_WHAT YOU SHOULD DO_
Gather every line in the entries below that contains the word "leaf" and copy each of those lines unchanged.
** Begin **
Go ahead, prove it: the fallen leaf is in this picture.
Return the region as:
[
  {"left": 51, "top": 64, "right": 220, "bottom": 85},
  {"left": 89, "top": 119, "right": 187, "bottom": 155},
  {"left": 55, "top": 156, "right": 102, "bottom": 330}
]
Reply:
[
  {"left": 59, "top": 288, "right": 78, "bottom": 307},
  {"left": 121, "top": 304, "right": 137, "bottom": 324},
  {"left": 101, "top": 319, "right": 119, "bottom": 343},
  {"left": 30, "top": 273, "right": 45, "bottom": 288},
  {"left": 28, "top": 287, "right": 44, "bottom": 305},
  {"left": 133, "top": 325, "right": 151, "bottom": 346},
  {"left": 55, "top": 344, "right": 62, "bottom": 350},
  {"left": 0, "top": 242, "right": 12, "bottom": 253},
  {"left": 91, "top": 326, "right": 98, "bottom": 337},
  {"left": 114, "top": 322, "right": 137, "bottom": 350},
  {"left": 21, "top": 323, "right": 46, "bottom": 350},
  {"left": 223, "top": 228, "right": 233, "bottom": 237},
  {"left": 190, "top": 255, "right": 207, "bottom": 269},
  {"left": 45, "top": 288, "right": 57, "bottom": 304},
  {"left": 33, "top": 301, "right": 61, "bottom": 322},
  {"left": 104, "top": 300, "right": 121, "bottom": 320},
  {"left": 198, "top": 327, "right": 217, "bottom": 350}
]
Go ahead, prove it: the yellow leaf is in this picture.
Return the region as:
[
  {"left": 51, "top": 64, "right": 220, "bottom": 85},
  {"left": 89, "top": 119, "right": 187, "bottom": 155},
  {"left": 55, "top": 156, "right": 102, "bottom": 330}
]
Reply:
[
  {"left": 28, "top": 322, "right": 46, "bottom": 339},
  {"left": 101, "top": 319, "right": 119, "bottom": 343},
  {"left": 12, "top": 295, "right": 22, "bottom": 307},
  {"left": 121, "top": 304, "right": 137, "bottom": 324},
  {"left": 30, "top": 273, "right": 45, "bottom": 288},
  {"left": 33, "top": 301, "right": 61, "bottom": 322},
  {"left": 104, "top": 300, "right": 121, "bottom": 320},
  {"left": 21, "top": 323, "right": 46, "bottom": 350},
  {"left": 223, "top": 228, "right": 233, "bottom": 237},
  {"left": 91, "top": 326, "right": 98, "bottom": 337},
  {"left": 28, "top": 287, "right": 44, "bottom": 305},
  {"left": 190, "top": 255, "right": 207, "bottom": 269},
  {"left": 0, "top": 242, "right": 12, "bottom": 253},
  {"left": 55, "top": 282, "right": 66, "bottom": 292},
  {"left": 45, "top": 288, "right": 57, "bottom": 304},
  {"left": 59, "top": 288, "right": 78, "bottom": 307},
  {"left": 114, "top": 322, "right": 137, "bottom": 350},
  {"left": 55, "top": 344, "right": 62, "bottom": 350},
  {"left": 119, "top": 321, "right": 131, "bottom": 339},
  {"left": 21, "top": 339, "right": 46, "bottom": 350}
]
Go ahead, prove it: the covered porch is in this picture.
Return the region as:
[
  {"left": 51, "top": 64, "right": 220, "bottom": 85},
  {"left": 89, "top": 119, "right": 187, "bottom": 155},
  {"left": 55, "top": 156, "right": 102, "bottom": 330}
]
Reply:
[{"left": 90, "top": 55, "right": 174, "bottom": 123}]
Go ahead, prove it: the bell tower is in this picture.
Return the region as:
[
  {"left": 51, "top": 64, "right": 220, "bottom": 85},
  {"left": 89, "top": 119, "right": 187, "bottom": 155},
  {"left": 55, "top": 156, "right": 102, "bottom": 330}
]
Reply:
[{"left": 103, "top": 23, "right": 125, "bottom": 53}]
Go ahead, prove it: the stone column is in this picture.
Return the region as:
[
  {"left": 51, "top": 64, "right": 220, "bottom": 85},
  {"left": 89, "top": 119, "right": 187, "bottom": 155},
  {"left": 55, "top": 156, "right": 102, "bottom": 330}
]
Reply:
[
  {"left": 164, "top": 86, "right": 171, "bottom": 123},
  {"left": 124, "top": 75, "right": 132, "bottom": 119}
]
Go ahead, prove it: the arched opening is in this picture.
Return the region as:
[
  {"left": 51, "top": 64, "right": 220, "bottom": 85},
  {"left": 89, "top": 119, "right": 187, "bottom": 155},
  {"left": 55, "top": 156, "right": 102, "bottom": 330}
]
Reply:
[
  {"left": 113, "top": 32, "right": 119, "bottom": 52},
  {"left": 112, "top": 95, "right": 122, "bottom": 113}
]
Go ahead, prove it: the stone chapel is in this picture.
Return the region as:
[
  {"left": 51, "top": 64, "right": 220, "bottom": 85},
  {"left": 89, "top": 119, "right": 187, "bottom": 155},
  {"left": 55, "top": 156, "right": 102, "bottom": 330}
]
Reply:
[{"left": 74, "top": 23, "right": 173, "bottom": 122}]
** End **
_EXPECTED OUTPUT_
Go ahead, prove it: the fallen leaf is in this picture.
Go ahead, prove it: the yellow leaf is in this picture.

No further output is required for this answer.